(Point-per-instance localization data):
--*--

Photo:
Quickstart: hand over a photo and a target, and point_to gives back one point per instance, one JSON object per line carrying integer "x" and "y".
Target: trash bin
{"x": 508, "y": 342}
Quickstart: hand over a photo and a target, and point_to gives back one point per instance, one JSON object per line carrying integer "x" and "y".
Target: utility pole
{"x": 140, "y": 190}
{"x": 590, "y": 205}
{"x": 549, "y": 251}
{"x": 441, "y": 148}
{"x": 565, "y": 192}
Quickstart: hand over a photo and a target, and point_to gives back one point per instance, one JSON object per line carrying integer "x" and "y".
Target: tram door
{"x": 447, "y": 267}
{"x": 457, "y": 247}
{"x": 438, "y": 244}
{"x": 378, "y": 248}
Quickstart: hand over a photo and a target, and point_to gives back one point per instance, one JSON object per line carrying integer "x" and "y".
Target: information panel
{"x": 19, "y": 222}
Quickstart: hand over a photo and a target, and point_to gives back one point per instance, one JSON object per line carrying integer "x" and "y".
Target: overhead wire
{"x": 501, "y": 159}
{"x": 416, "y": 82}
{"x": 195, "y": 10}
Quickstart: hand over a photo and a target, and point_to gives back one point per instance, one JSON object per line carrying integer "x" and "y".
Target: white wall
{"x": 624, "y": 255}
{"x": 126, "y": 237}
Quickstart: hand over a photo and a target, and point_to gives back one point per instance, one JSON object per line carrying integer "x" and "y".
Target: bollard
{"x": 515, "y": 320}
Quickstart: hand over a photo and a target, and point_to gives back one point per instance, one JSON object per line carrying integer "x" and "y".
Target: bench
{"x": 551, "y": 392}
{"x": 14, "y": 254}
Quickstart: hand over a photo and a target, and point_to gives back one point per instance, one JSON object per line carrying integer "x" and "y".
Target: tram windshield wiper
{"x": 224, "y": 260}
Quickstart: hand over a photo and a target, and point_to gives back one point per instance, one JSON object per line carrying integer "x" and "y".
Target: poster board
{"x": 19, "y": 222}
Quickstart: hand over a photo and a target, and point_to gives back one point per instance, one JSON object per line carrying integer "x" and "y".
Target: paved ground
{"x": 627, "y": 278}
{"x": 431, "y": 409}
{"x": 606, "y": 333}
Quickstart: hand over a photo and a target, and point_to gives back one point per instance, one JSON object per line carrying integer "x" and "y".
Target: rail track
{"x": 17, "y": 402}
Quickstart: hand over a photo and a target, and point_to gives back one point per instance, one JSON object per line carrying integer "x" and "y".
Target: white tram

--*--

(WHAT THE EXERCISE ASKS): Print every entry exactly.

(EXPECTED ANSWER):
Photo:
Quickstart: hand over a photo and a target, and point_to gives back one point per instance, one JSON object per line carrying integer "x" and "y".
Target: trash bin
{"x": 508, "y": 342}
Quickstart: hand over a photo and a target, and point_to gives back one point per instance, one JSON object per line carrying integer "x" and "y".
Target: utility pole
{"x": 140, "y": 190}
{"x": 590, "y": 205}
{"x": 549, "y": 251}
{"x": 441, "y": 148}
{"x": 565, "y": 192}
Quickstart: hand over a photo and a target, and point_to gives back one point per instance, one JSON object per line carrying integer "x" and "y".
Target: tram door
{"x": 447, "y": 267}
{"x": 457, "y": 247}
{"x": 438, "y": 244}
{"x": 378, "y": 248}
Quickstart: hand over a photo and a target, and point_to gives back one point per instance, one JSON object per line carrying integer "x" and "y".
Target: information panel
{"x": 19, "y": 222}
Quickstart: hand over a photo and a target, and point_to gives back one point per instance, one JSON object per line carrying integer "x" and "y".
Target: overhead wire
{"x": 501, "y": 159}
{"x": 416, "y": 82}
{"x": 195, "y": 10}
Quickstart: hand over a photo and a target, and point_to gives back one point per instance, one JSON object per line carrying integer "x" and "y".
Target: white wall
{"x": 624, "y": 255}
{"x": 126, "y": 237}
Quickstart: hand over a photo and a target, and point_to gives back one point per instance, one JSON object per line carrying integer "x" and "y".
Target: bollard
{"x": 515, "y": 320}
Quickstart: hand over a photo and a target, and point_to gives back one point per instance, one JSON object per line carrying integer "x" and "y".
Target: bench
{"x": 551, "y": 392}
{"x": 14, "y": 254}
Quickstart: hand over a photo and a target, and point_to gives back one point per instance, one JSON object per line carrying integer "x" and "y".
Target: tram windshield wiper
{"x": 224, "y": 260}
Quickstart: hand over a photo and a target, and point_to gives back one point per instance, one JSON object per line carrying integer "x" and "y".
Target: poster board
{"x": 19, "y": 222}
Quickstart: hand over a photo and a target, and point_to gives back one point per instance, one JSON object per line carrying integer "x" and "y".
Target: paved ground
{"x": 627, "y": 278}
{"x": 431, "y": 409}
{"x": 606, "y": 333}
Quickstart: hand over a photo and a target, and point_to gives back one point per instance, one JSON object per line carrying integer "x" and "y".
Target: rail track
{"x": 17, "y": 402}
Quickstart: hand over a photo and a target, and point_to gives back one point per instance, one JSON object per line carrying integer "x" and "y".
Target: white tram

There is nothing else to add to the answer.